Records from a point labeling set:

»»

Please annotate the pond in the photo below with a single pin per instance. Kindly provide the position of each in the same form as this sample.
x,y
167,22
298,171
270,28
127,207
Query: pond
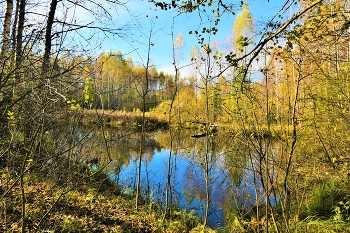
x,y
191,170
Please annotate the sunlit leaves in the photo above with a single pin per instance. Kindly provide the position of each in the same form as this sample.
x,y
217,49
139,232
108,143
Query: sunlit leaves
x,y
243,27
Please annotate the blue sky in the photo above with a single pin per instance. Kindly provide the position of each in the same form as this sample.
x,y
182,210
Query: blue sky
x,y
141,15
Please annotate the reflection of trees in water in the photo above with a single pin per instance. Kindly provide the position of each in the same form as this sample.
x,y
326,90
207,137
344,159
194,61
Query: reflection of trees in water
x,y
220,169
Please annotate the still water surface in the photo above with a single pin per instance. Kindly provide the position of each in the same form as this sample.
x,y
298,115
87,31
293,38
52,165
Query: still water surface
x,y
188,162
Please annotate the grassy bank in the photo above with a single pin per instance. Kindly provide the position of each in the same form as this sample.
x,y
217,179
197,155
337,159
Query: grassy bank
x,y
93,205
123,119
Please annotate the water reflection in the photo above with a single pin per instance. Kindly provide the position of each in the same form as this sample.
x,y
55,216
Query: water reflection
x,y
212,175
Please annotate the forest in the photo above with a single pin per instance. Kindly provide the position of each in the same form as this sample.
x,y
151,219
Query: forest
x,y
263,119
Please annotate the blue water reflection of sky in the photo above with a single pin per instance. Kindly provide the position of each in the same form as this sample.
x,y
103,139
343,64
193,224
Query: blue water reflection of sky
x,y
186,176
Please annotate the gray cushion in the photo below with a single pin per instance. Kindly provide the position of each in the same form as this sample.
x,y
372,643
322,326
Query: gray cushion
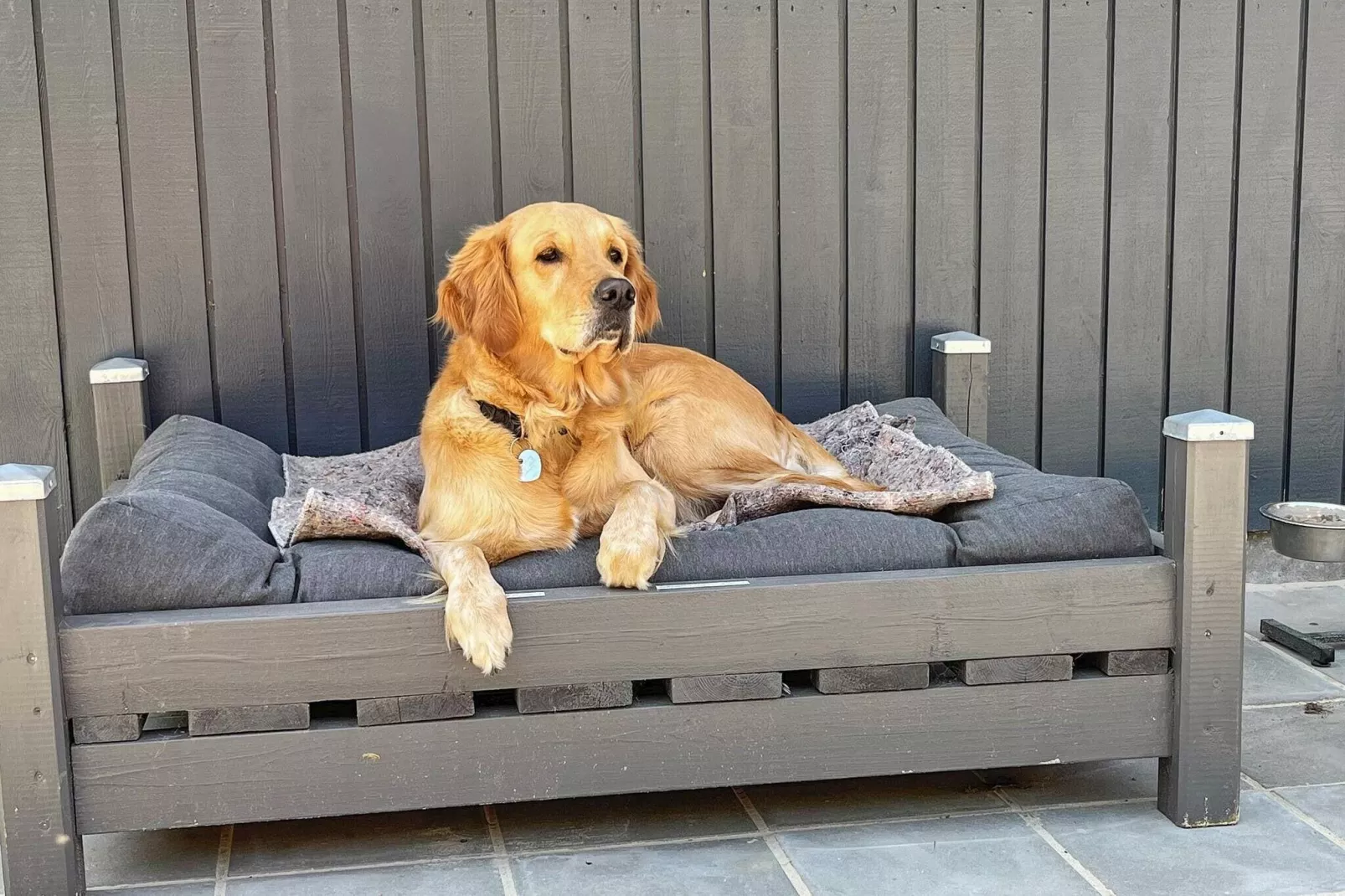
x,y
188,529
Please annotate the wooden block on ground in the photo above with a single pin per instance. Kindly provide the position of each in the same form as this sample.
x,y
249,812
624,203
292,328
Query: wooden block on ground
x,y
1130,662
108,729
857,680
1007,670
557,698
705,689
390,711
235,720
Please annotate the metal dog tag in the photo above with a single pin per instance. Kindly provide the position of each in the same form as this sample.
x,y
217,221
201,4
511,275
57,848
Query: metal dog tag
x,y
528,466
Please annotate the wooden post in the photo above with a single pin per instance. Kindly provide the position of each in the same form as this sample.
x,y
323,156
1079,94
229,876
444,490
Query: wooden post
x,y
1205,532
961,381
42,854
120,414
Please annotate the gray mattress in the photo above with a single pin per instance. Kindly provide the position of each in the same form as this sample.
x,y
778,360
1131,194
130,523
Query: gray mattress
x,y
188,530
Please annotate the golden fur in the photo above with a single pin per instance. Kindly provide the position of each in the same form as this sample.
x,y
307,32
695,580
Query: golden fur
x,y
634,437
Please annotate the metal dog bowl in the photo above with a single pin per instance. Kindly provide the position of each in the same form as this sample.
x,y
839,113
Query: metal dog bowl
x,y
1307,529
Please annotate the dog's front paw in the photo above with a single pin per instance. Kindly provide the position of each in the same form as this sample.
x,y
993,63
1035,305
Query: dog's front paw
x,y
477,619
628,556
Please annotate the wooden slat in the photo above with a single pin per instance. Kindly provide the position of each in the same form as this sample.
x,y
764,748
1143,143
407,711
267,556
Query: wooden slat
x,y
348,650
946,174
1072,276
234,720
1201,213
93,284
1205,517
533,163
1131,662
106,729
603,123
1318,409
812,186
317,228
1010,219
1005,670
1260,373
393,711
33,414
164,206
648,747
860,680
1136,279
392,244
44,852
747,276
712,689
676,144
457,133
881,84
559,698
240,217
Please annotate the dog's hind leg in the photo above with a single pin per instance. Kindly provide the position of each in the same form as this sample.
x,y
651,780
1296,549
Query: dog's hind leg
x,y
475,611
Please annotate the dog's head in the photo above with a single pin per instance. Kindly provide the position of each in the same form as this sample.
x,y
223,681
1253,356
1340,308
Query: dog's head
x,y
561,273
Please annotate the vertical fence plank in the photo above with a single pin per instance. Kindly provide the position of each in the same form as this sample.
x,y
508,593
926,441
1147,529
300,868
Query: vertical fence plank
x,y
1201,206
392,242
530,101
677,208
946,174
93,283
457,131
1136,283
160,162
747,311
1072,276
1010,219
880,201
812,182
33,408
1260,373
240,213
603,106
317,221
1318,415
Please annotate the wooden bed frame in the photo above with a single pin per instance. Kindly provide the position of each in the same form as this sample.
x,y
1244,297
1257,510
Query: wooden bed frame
x,y
341,708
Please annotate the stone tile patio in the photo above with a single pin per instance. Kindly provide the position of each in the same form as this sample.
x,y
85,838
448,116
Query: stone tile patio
x,y
1059,831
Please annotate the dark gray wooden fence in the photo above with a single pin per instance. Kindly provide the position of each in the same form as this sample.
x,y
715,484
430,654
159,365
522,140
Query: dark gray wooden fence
x,y
1141,202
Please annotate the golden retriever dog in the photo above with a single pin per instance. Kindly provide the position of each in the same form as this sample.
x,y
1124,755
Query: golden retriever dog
x,y
552,423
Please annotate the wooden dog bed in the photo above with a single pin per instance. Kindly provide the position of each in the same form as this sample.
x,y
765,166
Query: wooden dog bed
x,y
224,714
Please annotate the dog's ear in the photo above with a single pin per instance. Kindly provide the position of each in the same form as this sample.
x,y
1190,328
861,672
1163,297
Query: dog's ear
x,y
646,291
477,297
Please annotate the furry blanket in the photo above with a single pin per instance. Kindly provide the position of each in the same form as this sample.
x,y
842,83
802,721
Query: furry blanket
x,y
374,494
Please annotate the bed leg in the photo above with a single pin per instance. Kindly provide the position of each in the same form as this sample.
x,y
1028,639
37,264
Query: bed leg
x,y
42,854
961,381
1205,533
120,415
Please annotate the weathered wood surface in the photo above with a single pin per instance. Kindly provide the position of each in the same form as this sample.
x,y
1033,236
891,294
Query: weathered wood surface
x,y
44,852
858,680
106,729
1131,662
234,720
1207,509
706,689
559,698
348,650
1003,670
499,756
392,711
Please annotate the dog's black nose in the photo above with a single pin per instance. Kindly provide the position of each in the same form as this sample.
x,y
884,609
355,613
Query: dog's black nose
x,y
616,294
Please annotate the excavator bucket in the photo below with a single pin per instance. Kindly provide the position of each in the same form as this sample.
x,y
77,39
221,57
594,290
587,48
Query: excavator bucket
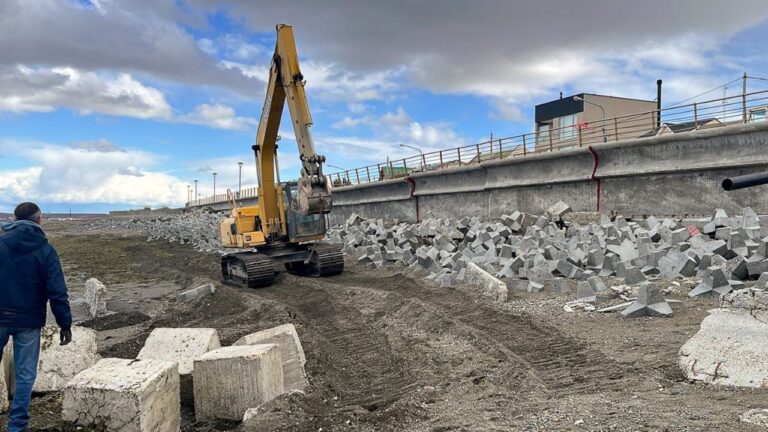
x,y
314,198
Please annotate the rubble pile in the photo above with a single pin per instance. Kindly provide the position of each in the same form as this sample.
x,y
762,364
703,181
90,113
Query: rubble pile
x,y
531,252
197,228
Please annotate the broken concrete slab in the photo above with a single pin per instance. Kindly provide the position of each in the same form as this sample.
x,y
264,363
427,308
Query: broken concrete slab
x,y
230,380
60,363
291,353
489,285
125,395
180,345
196,293
730,349
95,297
650,302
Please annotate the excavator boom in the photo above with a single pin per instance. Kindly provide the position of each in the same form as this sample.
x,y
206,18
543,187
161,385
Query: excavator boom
x,y
286,84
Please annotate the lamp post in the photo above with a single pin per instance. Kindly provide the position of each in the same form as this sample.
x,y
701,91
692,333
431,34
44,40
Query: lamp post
x,y
581,99
240,179
423,162
337,167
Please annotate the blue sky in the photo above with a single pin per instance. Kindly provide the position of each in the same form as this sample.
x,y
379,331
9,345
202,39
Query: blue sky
x,y
110,104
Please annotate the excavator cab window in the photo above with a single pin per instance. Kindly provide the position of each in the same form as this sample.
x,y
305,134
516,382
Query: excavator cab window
x,y
300,225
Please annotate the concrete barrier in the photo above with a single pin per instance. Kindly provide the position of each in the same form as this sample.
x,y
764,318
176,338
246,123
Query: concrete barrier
x,y
674,175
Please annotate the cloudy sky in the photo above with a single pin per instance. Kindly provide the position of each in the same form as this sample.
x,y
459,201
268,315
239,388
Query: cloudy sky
x,y
111,104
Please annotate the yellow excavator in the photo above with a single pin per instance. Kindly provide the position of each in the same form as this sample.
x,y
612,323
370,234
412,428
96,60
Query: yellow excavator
x,y
284,230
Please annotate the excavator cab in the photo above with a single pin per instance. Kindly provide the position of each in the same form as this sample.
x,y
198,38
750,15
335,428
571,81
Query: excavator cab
x,y
301,227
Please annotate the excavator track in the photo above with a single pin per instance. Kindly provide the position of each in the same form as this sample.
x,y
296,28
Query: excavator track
x,y
247,269
327,259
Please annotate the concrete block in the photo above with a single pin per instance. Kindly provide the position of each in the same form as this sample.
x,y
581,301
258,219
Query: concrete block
x,y
230,380
650,302
558,209
291,352
730,348
180,345
756,265
95,297
585,293
196,293
58,364
489,285
125,396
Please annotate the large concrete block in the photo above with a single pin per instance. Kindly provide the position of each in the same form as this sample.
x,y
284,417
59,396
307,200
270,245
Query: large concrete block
x,y
230,380
95,297
489,285
125,396
730,349
58,364
291,352
180,345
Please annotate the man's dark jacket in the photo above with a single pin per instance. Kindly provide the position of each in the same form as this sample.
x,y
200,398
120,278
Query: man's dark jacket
x,y
30,276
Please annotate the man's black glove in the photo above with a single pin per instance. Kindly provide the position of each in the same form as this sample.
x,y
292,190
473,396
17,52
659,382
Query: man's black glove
x,y
66,336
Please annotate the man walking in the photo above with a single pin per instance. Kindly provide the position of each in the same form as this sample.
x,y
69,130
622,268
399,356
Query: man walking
x,y
30,276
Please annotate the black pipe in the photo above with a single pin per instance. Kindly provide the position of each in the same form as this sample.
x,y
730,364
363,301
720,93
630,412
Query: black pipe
x,y
745,181
658,103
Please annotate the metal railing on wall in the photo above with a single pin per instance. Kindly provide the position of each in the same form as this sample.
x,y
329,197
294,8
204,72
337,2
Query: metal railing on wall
x,y
677,119
738,109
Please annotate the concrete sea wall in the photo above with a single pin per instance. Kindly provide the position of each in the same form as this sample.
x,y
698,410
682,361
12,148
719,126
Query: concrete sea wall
x,y
666,175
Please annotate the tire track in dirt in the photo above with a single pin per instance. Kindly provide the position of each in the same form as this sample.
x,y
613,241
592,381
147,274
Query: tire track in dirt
x,y
362,364
564,365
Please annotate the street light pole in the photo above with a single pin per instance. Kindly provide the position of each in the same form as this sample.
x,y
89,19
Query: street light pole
x,y
240,179
581,99
423,161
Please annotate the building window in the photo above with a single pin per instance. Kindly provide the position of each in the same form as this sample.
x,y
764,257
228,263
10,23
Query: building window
x,y
543,138
568,127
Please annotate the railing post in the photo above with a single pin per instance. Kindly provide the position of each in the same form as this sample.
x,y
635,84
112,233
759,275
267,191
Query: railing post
x,y
695,116
524,146
550,139
744,99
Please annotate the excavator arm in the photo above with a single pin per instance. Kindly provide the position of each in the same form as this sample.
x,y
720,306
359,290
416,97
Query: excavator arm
x,y
286,84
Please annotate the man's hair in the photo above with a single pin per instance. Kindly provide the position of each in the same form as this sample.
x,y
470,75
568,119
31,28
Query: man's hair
x,y
26,211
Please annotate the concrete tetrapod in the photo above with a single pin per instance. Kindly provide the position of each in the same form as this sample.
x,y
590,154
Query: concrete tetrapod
x,y
125,396
650,302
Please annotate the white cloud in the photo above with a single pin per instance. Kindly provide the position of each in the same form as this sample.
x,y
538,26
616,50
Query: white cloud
x,y
25,89
388,132
63,174
220,117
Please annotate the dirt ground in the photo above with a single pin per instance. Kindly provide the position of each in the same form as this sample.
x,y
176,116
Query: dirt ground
x,y
388,351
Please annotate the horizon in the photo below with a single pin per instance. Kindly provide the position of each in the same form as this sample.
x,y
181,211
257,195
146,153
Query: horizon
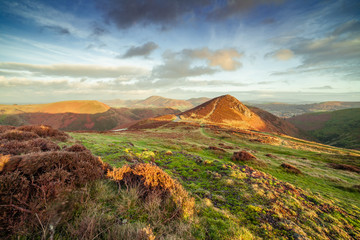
x,y
278,51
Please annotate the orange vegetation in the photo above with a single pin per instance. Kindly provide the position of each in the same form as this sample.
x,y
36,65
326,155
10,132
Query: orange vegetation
x,y
78,106
153,179
36,172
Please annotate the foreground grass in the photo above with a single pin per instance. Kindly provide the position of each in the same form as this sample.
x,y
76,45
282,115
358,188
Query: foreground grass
x,y
238,202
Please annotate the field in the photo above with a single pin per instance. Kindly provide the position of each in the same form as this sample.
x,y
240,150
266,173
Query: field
x,y
338,128
256,198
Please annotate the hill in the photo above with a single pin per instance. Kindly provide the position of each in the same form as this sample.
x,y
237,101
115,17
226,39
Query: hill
x,y
178,181
290,110
102,121
229,112
157,101
338,128
79,106
198,101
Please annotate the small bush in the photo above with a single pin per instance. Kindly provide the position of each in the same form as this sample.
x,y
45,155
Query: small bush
x,y
4,128
76,148
152,179
29,182
242,156
18,135
345,167
290,168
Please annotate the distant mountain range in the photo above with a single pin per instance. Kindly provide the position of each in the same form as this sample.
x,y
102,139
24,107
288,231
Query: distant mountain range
x,y
156,102
283,110
226,111
339,128
290,110
77,115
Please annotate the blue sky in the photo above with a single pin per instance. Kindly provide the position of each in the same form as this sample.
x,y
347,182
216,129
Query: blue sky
x,y
256,50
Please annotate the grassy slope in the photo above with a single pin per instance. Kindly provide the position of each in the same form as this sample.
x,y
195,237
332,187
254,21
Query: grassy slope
x,y
79,106
339,128
230,197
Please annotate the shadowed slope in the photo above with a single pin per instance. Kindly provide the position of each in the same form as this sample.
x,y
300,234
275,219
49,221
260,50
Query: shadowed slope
x,y
225,110
80,106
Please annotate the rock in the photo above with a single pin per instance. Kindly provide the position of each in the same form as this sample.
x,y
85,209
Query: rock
x,y
242,156
290,168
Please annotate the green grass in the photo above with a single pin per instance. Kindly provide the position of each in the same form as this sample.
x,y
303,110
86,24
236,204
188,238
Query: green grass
x,y
341,130
231,202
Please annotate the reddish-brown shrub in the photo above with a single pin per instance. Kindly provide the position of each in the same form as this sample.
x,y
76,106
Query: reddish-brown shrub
x,y
44,144
3,160
15,147
242,156
216,149
76,148
45,131
18,135
30,182
4,128
225,146
290,168
345,167
152,179
270,155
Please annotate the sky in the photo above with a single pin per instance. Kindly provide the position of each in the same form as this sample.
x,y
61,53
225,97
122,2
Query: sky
x,y
255,50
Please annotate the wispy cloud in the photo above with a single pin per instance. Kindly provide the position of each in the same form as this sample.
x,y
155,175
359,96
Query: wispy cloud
x,y
75,70
282,54
140,51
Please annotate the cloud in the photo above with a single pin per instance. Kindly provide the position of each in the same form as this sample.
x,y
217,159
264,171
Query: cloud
x,y
322,88
74,70
183,64
127,13
352,26
143,50
224,58
233,7
47,17
282,54
338,47
178,65
58,30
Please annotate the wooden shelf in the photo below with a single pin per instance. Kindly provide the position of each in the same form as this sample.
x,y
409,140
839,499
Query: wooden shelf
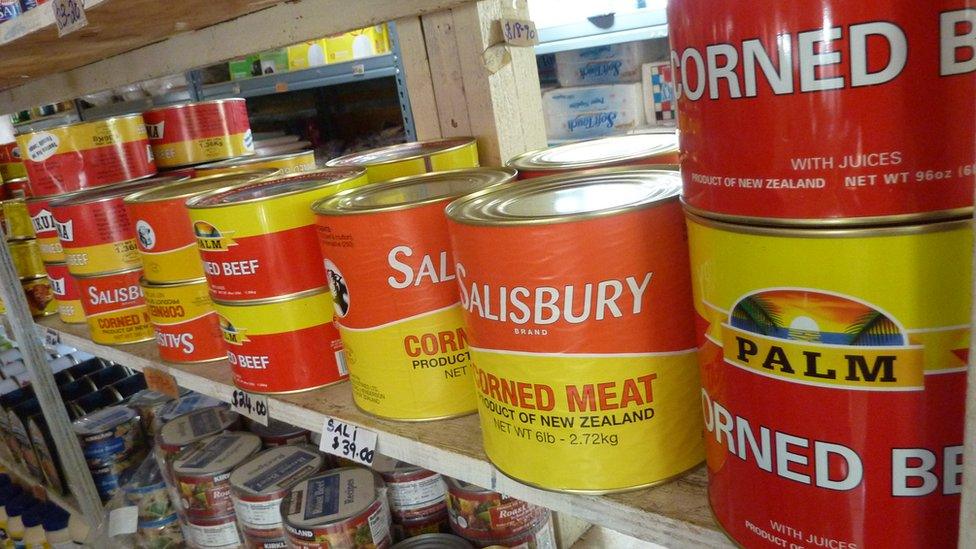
x,y
675,514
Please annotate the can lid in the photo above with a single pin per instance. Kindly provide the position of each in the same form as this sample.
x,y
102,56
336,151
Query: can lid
x,y
196,185
401,152
274,187
594,153
276,469
407,192
567,197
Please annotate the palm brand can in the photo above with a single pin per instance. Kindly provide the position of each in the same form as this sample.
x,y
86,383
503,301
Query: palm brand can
x,y
259,485
88,154
414,158
333,510
186,325
619,150
164,232
202,472
798,355
295,162
66,293
115,309
800,76
283,345
248,236
388,260
586,337
95,230
194,133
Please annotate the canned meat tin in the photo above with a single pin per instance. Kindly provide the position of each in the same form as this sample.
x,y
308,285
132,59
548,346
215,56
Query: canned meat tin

««

**Given request:** Using the records above, please retype only the run of lines from the line holding "Please annotate the can lid" through the last line, both ends included.

**Solution to the problem:**
Please annotate the can lid in the photo above with a single pin per instance. Kindly provide the position of each in the same form as this sample.
x,y
102,56
336,151
Query: can lid
x,y
196,185
401,152
274,187
594,153
276,469
407,192
567,197
Please annotate the palm brand can in the photo above with a single pin per instance. Kindly provide the position of each in the same form as this sample.
x,y
86,383
503,301
Query: palm brand can
x,y
259,485
88,154
414,158
333,510
186,325
619,150
164,232
202,472
798,355
295,162
66,293
115,309
800,76
283,345
248,236
388,260
586,337
95,230
194,133
Please annotate the canned meat tin in the photo above with a single pin per instance. Kindly provide the position of each in the same form as this sample.
x,y
308,285
132,59
548,346
215,56
Query: canned meat tin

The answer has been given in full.